*** Begin section ***

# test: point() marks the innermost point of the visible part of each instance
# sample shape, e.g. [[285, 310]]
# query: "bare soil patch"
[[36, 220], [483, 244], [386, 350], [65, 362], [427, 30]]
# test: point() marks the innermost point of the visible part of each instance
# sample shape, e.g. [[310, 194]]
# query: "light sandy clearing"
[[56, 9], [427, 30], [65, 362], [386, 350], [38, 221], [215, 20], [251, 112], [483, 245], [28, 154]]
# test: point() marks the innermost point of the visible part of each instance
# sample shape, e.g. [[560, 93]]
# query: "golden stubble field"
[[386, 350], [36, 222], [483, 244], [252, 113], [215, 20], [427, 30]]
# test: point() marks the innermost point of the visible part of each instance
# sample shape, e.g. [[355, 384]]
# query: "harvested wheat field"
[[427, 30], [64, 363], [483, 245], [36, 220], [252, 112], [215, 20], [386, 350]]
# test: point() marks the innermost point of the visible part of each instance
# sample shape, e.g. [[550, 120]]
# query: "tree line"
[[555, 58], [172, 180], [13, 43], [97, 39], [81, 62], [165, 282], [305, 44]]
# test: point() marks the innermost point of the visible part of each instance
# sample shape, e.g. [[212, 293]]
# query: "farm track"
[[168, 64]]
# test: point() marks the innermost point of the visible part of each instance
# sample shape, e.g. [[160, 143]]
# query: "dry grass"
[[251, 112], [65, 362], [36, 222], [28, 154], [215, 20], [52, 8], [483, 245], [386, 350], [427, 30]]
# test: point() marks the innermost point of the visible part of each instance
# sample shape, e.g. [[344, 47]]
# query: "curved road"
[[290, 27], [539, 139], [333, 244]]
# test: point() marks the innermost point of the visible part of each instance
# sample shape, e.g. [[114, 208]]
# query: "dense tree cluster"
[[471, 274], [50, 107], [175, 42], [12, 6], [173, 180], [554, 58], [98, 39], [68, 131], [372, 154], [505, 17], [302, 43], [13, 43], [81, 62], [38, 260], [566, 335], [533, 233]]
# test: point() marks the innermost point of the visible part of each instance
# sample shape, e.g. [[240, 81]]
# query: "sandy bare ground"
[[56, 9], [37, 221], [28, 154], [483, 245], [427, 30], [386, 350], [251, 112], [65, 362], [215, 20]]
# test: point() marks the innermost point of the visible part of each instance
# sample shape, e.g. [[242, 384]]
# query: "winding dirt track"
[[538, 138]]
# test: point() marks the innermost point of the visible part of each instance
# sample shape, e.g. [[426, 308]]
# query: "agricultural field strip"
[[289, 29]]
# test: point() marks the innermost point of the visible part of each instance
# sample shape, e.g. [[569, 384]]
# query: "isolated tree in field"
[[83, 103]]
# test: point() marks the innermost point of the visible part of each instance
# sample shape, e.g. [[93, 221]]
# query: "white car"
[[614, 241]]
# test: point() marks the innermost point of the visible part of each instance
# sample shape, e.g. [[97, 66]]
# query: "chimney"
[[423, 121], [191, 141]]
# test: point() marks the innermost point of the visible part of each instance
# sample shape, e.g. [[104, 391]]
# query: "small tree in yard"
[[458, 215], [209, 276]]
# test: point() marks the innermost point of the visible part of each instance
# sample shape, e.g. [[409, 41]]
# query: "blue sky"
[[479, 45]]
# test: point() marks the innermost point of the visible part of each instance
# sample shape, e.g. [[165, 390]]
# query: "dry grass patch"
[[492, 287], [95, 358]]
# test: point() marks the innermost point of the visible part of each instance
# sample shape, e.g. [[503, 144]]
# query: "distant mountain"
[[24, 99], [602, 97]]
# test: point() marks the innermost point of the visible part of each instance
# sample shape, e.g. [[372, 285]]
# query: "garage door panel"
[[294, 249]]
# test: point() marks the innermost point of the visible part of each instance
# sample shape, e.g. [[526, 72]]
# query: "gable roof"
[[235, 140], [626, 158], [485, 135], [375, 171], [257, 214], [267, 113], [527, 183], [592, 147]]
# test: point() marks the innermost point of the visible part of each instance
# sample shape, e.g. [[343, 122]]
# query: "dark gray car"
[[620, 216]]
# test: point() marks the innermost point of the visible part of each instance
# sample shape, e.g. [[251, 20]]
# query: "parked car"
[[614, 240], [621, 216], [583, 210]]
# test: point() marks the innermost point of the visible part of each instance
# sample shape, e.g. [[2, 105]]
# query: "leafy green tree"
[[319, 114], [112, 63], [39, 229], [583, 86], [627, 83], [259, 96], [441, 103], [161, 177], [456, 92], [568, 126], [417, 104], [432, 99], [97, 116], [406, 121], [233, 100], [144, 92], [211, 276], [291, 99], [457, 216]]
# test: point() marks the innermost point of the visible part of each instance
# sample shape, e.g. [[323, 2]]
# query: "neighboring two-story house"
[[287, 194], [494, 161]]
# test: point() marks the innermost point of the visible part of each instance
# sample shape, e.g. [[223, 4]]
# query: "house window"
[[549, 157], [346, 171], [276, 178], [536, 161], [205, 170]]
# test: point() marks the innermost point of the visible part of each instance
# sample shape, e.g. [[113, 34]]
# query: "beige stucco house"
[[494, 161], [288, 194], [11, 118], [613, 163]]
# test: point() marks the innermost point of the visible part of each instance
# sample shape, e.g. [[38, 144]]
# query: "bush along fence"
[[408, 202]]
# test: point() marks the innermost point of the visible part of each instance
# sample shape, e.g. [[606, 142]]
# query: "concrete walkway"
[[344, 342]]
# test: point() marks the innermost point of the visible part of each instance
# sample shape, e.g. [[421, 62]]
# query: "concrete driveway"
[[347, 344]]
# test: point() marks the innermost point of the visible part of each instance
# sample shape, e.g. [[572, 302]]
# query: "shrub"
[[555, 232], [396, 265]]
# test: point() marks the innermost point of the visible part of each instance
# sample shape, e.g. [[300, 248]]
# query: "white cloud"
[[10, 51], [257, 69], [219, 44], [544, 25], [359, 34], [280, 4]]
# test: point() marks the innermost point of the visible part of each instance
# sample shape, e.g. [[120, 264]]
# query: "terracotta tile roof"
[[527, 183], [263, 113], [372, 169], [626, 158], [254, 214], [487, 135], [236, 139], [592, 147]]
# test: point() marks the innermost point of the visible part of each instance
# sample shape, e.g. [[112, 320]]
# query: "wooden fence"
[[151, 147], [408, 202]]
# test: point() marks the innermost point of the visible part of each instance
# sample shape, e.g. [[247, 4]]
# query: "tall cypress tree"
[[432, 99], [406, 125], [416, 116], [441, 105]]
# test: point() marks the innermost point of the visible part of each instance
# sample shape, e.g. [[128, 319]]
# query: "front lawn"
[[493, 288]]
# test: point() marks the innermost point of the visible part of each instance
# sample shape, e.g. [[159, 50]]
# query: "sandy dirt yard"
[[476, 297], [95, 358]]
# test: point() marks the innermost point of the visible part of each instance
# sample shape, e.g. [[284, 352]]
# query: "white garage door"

*** End section ***

All the entries are to be reproduced verbatim.

# test: point() marks the innermost point of the visible part of each instance
# sample shape, e.g. [[285, 310]]
# query: "bare soil patch"
[[36, 220], [483, 244], [386, 350], [65, 362], [427, 30]]
# test: point() marks the innermost point of the visible part of each instance
# sample shape, e.g. [[310, 194]]
# query: "light sandy clearing"
[[56, 9], [427, 30], [65, 362], [386, 350], [38, 221], [215, 20], [251, 112], [483, 245], [28, 154]]
# test: point() marks the innermost point of the visible part of each instance
# sample shape, e.g. [[560, 93]]
# query: "golden stubble field"
[[386, 350], [36, 222], [483, 244], [252, 113], [215, 20], [427, 30]]
# test: point() marks the innermost point of the visible part of each instance
# sample shape, e.g. [[355, 384]]
# query: "harvested wheat field"
[[427, 30], [64, 363], [483, 245], [36, 220], [252, 112], [215, 20], [386, 350]]
# test: point() marks the innermost point of the visible part of each instance
# sample shape, e.g. [[550, 120]]
# query: "tree line"
[[555, 58], [172, 180], [13, 43], [97, 39], [81, 62], [165, 282], [305, 44]]
# test: point() marks the innermost point of the visible part of each instance
# sample shape, e.g. [[212, 293]]
# query: "farm track"
[[168, 64]]
# test: point() marks the innermost point of the visible part of each instance
# sample shape, e.g. [[160, 143]]
# query: "dry grass"
[[251, 112], [65, 362], [36, 222], [28, 154], [215, 20], [52, 8], [483, 245], [386, 350], [427, 30]]
# test: point() marks the innermost point of the visible part of each instance
# sample shape, e.g. [[344, 47]]
# query: "curved road"
[[290, 27], [539, 139], [333, 244]]
# test: point() marks the innermost point of the visible part of each instance
# sample shape, e.g. [[114, 208]]
# query: "dense tree cluster"
[[471, 274], [50, 107], [175, 42], [12, 6], [173, 180], [554, 58], [98, 39], [68, 131], [372, 154], [505, 17], [302, 43], [13, 43], [81, 62], [38, 260], [566, 335], [533, 233]]
# test: point() marks the innermost point of the visible part of each instance
# sample shape, e.g. [[240, 81]]
# query: "sandy bare ground"
[[56, 9], [37, 221], [28, 154], [483, 245], [427, 30], [386, 350], [251, 112], [65, 362], [215, 20]]
# test: point() marks the innermost point of the visible part of each instance
# sample shape, e.g. [[242, 384]]
# query: "winding dirt track"
[[538, 138]]
# test: point() marks the innermost point of the visible part of each instance
# sample shape, e.g. [[426, 308]]
# query: "agricultural field strip"
[[289, 29]]
# test: point() marks the innermost point of the visible part of each instance
# sample shape, e.g. [[569, 384]]
# query: "isolated tree in field"
[[83, 103]]
# test: point() marks the innermost point of the visible part of each instance
# sample shape, e.g. [[93, 221]]
# query: "white car"
[[614, 241]]
# test: point() marks the innermost point of the visible part of each instance
# sample shape, e.g. [[97, 66]]
# query: "chimney"
[[423, 121], [191, 141]]
# test: point() marks the innermost point of the visible part of each instance
# sample shape, e.g. [[104, 391]]
# query: "small tree in yard"
[[458, 215], [209, 276]]
# test: point() marks the innermost point of the visible part of each instance
# sample shape, e.g. [[409, 41]]
# query: "blue sky"
[[479, 45]]
# test: point() marks the innermost point of the visible part of each instance
# sample shape, e.g. [[165, 390]]
# query: "dry grass patch"
[[492, 287], [95, 358]]
# test: point() marks the innermost point of the visible part of each instance
# sample shape, e.g. [[503, 144]]
# query: "distant mountain"
[[24, 99], [602, 97]]
# test: point() marks the innermost point of the visible part of each instance
# sample shape, e.g. [[372, 285]]
# query: "garage door panel"
[[294, 249]]
# test: point() marks the innermost point of the visible part of each instance
# sample shape, e.g. [[526, 72]]
# query: "gable roof"
[[235, 140], [626, 158], [485, 135], [375, 171], [257, 214], [267, 113], [527, 183], [592, 147]]
# test: point() marks the innermost point of the visible part of each instance
# sample shape, e.g. [[343, 122]]
# query: "dark gray car"
[[620, 216]]
# test: point() marks the innermost point of the visible part of each instance
# sample shape, e.g. [[251, 20]]
# query: "parked car"
[[614, 240], [621, 216], [583, 210]]
# test: point() marks the innermost point of the visible part of each instance
# sample shape, e.g. [[2, 105]]
# query: "leafy green tree"
[[319, 114], [112, 63], [39, 229], [583, 86], [627, 83], [259, 96], [441, 103], [161, 177], [456, 92], [568, 126], [417, 104], [432, 99], [97, 116], [406, 121], [233, 100], [144, 92], [211, 276], [291, 99], [457, 216]]
# test: point() marks the innermost point of the visible part of each instance
# sample shape, e.g. [[323, 2]]
# query: "neighboring two-story house"
[[287, 194], [494, 161]]
# test: point() marks the innermost point of the visible part of each instance
# sample shape, e.g. [[223, 4]]
# query: "house window"
[[549, 157], [346, 171], [276, 178], [536, 161], [205, 170]]
# test: point() marks the innermost point of the visible part of each instance
# sample shape, e.g. [[113, 34]]
# query: "beige stucco house"
[[494, 161], [288, 194], [11, 118], [613, 163]]
# test: point() marks the innermost point of the visible part of each instance
# sample shape, e.g. [[38, 144]]
# query: "bush along fence"
[[408, 202]]
# test: point() marks the innermost point of the visible part of each instance
# sample shape, e.g. [[606, 142]]
# query: "concrete walkway"
[[344, 342]]
# test: point() marks the innermost point of the visible part of each instance
# sample shape, e.g. [[421, 62]]
# query: "concrete driveway"
[[347, 344]]
# test: point() marks the innermost point of the visible part of each instance
# sample shape, e.g. [[572, 302]]
# query: "shrub"
[[555, 232], [396, 265]]
# test: point() marks the innermost point of the visible part of each instance
# sample shape, e.g. [[300, 248]]
# query: "white cloud"
[[10, 51], [257, 69], [219, 44], [544, 25], [359, 34], [280, 4]]
# test: point() marks the innermost point of the visible part of each instance
# sample shape, e.g. [[120, 264]]
# query: "terracotta tile roof"
[[527, 183], [263, 113], [372, 169], [626, 158], [254, 214], [487, 135], [236, 139], [592, 147]]
# test: point() marks the innermost point of the visible part of each instance
# sample shape, e.g. [[112, 320]]
# query: "wooden fence"
[[151, 147], [408, 202]]
# test: point() marks the innermost point of the visible part of each instance
# sample shape, e.g. [[247, 4]]
# query: "tall cypress tree"
[[432, 99], [406, 125], [416, 116], [441, 105]]
# test: point() marks the innermost point of the visible part of each instance
# sample shape, e.g. [[128, 319]]
# query: "front lawn"
[[493, 288]]
# test: point() marks the innermost point of the visible part of each instance
# sample shape, e.g. [[159, 50]]
# query: "sandy dirt yard"
[[476, 297], [95, 358]]
# test: point() marks the innermost point of the visible part of each instance
# sample shape, e.g. [[284, 352]]
# query: "white garage door"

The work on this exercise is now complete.